● Enunciado A: Diga se cada afirmação concorda com o trecho sobre o incêndio na boate Kiss, mais abaixo. Responda sim ou não e cite as palavras do trecho que decidem cada caso: (i) a maioria das vítimas tinha entre 18 e 25 anos; (ii) o alvará de funcionamento da boate estava em dia; (iii) Nilson Vargas participou do programa a partir de São Paulo.
● Enunciado B: Segundo o trecho sobre o incêndio na boate Kiss, por qual jornal Eduardo Geraque cobriu o incêndio?

Friday, 29 de March de 2024 ISSN 1519-7670 - Ano 24 - nº 1281

Os rescaldos da cobertura local

Em menos de cinco minutos, 239 pessoas morreram e mais de cem ficaram feridas no mais grave incêndio ocorrido no Brasil nas últimas cinco décadas. Na madrugada de 27/1, o integrante de uma banda que se apresentava em uma festa na boate Kiss, em Santa Maria, no interior do Rio Grande do Sul, disparou um sinalizador durante um show. As labaredas se espalharam rapidamente pela espuma do isolamento acústico da casa noturna. A maioria das vítimas, jovens entre 18 e 25 anos, morreu intoxicada pela fumaça.

Uma sucessão de falhas causou a tragédia. O alvará de funcionamento da boate e a licença do corpo de bombeiros estavam vencidos. Há denúncias de que a casa estaria superlotada e não cumpria as normas de segurança. Um mês após o incêndio, o Observatório da Imprensa (26/02) exibido pela TV Brasil relembrou os momentos mais marcantes dessa cobertura pela ótica da imprensa regional.

O programa contou com a presença do editor-chefe do jornal Zero Hora, Nilson Vargas, direto de Porto Alegre. Nascido em Santa Maria, Nilson foi um dos primeiros jornalistas a chegar à boate e coordenou a cobertura do jornal. Um dos criadores do Diário de Santa Maria, o jornalista trabalhou na Editora Abril e foi editor-chefe do Diário Catarinense. Em São Paulo, o programa recebeu os jornalistas Eduardo Geraque e Leão Serva. Geraque cobriu o incêndio pela Folha de S.Paulo, onde é repórter do caderno “Cotidiano”. Doutor em Jornalismo Ambiental pela Universidade de São Paulo (USP), também atuou na Gazeta Mercantil e no Diário Popular. Leão Serva trabalhou na Folha de S.Paulo, foi um dos criadores do jornal eletrônico do portal iG, o Último Segundo, e foi o responsável pela mudança editorial do jornal Diário de S.Paulo.

Complementação vs. competição

Antes do debate no estúdio, em editorial, Dines destacou o caráter complementar das mídias nacional e regional: “A grande imprensa não existe solta no espaço, seus atributos dependem dos atributos do espírito cidadão que circula em sistemas de alto-falantes, rádios e tevês comunitárias, jornais de bairro, semanários e diários regionais. Quem sofre o primeiro impacto é o jornalista local, sua sensibilidade e discernimento são essenciais, seu espanto ou sua dor são decisivos”.

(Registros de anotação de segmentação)

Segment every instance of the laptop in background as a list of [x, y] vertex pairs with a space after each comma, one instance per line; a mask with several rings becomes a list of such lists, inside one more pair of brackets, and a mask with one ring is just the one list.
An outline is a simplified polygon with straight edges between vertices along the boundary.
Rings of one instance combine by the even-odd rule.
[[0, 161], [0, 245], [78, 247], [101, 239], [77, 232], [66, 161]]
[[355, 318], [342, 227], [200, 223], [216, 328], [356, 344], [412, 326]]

● Resposta correta A:
(i) Sim: "A maioria das vítimas, jovens entre 18 e 25 anos, morreu intoxicada pela fumaça."
(ii) Não: "O alvará de funcionamento da boate e a licença do corpo de bombeiros estavam vencidos."
(iii) Não: "O programa contou com a presença do editor-chefe do jornal Zero Hora, Nilson Vargas, direto de Porto Alegre."

● Resposta correta B: Pela Folha de S.Paulo, onde é repórter do caderno "Cotidiano".